▸ Document text:
+++
Some might say I'm still a wannabe, but in my mind I've already left.

Monday, February 11, 2013

More Cushion Details Per Request

A couple people have asked for more details on the materials I used in the cushion making so here you are: The fabric is Sunbrella interior marine fabric from Sailrite. I won't shop anywhere else because their customer service and educational tools are the best. The fabric is designed to resist soiling and moisture. Beware of using regular upholstery fabrics to save money. You get what you pay for and if you use regular house upholstery fabrics you will be recovering your cushions again in just a few years. I used their cushion underlining for the bottom of the bottom cushions which is non-skid and breathable and a third the cost of the fabric so it saves money. I also used batting over the foam to plump them up a bit. Here is the link for the specific fabrics I used:

Cushion Underling

Sunbrella Linen Natural

Batting

You also need V-69 weight thread and #18 needles in the machine.

While I'm on the topic of sewing, I've wanted one of Sailrite's Engel Hotknife for a long time but I just don't have the extra change to lay down for one so I found a less expensive alternative. When we were at the Chicago Boat Show West Marine Rigging had some Panther Portable Rope Cutting Guns for an incredible $37.95. I bought one and then bought the Engel tip from Sailrite. With a little modification (removing the plate between the wires) the tip fit the Panther gun and works flawlessly. The gun heats up in 5 seconds when you pull the trigger and cools down almost as fast, so you don't use a lot of electricity. Having that gun saved me about 20% on time when I did the second bottom cushion over the first one which I did with a soldering pencil.

If you have anymore questions just leave them in the comments and I'll address them there.

Sunday, February 10, 2013

Slow weekend

There isn't much for me to say about this weekend passed as I didn't actually accomplish much. On the other hand Deb about set the Sailrite aflame almost finishing yet another big-time improvement to Kintala. It's her project though, so she gets to boast about it.
+++
▸ Exercise data:
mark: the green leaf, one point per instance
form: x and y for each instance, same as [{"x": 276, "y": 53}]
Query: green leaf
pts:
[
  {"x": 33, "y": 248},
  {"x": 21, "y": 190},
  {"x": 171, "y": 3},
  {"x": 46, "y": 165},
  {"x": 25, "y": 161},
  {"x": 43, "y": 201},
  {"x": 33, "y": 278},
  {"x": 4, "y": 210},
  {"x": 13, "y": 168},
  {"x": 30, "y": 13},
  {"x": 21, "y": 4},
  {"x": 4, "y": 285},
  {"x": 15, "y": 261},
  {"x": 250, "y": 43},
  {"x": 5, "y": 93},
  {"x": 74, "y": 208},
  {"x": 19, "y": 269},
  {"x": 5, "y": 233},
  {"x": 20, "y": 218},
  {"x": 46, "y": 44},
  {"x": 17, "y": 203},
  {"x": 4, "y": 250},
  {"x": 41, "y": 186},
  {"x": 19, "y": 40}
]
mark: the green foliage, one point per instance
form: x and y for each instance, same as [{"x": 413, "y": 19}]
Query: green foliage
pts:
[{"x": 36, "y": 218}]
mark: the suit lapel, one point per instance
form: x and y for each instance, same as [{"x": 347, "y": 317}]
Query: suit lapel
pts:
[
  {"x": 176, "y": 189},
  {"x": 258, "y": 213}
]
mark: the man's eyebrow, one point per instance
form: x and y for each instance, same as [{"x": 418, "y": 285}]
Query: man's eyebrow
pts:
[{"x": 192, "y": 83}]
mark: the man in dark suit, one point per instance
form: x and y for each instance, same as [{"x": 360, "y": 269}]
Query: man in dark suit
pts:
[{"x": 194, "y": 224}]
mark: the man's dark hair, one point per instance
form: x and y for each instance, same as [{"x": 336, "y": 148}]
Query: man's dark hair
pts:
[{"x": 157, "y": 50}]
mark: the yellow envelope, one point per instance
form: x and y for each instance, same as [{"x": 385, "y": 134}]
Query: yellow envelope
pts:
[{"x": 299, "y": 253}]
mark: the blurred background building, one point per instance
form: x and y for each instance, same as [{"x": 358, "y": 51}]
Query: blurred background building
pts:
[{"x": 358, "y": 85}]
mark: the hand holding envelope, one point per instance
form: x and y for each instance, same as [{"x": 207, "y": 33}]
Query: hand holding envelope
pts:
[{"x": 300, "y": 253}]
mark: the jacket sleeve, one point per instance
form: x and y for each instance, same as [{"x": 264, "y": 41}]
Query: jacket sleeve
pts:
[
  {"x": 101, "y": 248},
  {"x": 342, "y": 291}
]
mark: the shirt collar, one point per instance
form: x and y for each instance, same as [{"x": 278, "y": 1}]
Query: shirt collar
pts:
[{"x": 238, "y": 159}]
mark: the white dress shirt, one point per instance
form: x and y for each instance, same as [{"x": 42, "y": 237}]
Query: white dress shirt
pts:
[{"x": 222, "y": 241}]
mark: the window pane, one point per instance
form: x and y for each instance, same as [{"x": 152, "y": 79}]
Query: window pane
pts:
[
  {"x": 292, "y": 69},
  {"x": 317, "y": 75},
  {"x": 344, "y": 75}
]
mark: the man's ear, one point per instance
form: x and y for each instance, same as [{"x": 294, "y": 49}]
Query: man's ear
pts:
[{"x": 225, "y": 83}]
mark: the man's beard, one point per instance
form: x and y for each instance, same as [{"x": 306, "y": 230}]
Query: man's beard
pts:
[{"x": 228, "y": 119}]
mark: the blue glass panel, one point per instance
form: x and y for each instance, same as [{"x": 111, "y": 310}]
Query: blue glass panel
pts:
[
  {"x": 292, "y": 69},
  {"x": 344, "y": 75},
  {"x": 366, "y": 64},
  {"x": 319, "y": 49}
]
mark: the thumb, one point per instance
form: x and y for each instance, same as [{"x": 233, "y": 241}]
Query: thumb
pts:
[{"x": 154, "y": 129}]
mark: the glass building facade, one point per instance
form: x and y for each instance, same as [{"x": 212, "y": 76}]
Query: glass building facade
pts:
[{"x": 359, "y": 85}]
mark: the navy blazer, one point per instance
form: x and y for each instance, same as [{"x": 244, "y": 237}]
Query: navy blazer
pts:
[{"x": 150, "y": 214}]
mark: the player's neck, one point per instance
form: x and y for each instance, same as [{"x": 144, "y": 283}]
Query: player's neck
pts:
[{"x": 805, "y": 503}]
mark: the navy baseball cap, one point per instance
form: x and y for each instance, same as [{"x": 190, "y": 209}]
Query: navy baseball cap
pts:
+++
▸ Task instructions:
[a] In the sailing blog post, what price did West Marine Rigging charge for the Panther Portable Rope Cutting Guns at the Chicago Boat Show?
[b] Continue the sailing blog post from the end of its last sentence.

▸ Results of the exercise:
[a] $37.95

[b]
The table project took another step forward with a more ridged template made of insulation board set in place.  Then friends Kacey and James accepted an invitation to be guinea pigs, sitting at the pretend-a-table and offering critique. As a result the new table will be an inch lower than the old, a couple of inches shorter, and a couple of inches wider. It will still be a rather slow project though, as decisions about materials for the table have yet to be settled. Right now we are exploring composites for added strength but less weight, a consideration with a table that has to be lifted up out of the way. But wood may still win out in the end.


One third of the way through February. Winter is getting shorter a lot faster than the project list. Which shouldn't surprise me anymore but somehow still does.

Looking forward to this again soon...


Tick √

We've had a couple good weekends making progress on projects and it's a real high (I know - we're nerds). Last weekend I got the pilot berth and both settee bottom cushions recovered, and this weekend I got the missing starboard 2 back cushions built and covered. All I have left to do is to build and cover the port backrest 2 cushions next weekend and I'll be able to tick this project off the list. It's been on the list maybe longer than any other single project so it will feel good to get it checked off. Even though I'm not quite done, I'm so happy with the results that I thought I'd pass them on for your approval. And yes, we agonized for weeks over the color choice of white, but after seeing so many other Tartan 42s with white cushions, and realizing how much it would lighten up the dark interior, we decided to take the plunge. We will, of course, be coating them with Scotchguard.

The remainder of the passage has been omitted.